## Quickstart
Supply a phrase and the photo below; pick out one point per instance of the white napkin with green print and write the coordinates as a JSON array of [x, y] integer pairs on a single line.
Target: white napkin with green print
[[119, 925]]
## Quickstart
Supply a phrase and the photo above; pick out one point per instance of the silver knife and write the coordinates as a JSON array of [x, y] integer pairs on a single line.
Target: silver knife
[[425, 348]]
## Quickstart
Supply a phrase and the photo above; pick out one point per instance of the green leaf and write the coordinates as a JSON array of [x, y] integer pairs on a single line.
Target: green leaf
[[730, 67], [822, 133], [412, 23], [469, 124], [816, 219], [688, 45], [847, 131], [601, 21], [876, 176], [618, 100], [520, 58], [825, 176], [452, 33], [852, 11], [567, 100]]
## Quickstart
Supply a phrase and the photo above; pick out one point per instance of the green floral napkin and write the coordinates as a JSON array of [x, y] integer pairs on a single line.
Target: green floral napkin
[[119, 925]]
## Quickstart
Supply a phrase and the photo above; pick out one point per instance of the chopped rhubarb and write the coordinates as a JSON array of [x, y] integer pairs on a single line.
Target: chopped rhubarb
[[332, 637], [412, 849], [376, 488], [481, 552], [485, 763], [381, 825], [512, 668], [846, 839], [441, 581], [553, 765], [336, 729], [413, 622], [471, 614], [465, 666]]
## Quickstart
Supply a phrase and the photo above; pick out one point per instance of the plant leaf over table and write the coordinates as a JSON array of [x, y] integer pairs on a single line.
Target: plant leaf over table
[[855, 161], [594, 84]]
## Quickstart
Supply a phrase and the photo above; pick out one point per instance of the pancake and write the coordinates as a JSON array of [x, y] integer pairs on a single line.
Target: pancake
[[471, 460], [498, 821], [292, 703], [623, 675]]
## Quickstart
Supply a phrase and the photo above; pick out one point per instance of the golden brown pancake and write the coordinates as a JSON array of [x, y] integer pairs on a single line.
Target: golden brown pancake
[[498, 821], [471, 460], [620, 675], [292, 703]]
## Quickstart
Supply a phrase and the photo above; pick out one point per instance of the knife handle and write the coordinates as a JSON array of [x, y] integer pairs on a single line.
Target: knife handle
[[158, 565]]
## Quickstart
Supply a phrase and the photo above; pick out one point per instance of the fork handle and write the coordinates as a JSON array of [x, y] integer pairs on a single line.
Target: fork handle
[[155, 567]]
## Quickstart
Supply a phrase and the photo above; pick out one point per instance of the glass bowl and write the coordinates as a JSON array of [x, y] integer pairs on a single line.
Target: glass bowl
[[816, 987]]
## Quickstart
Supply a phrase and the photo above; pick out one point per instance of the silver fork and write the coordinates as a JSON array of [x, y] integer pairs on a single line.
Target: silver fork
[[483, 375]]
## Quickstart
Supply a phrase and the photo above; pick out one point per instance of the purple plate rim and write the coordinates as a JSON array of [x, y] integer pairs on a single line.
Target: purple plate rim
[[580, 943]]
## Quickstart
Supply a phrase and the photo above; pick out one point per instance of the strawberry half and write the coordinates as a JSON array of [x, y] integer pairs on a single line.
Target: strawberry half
□ □ □ □
How many of the lines above contain the word "brown"? Reply with the number alone.

2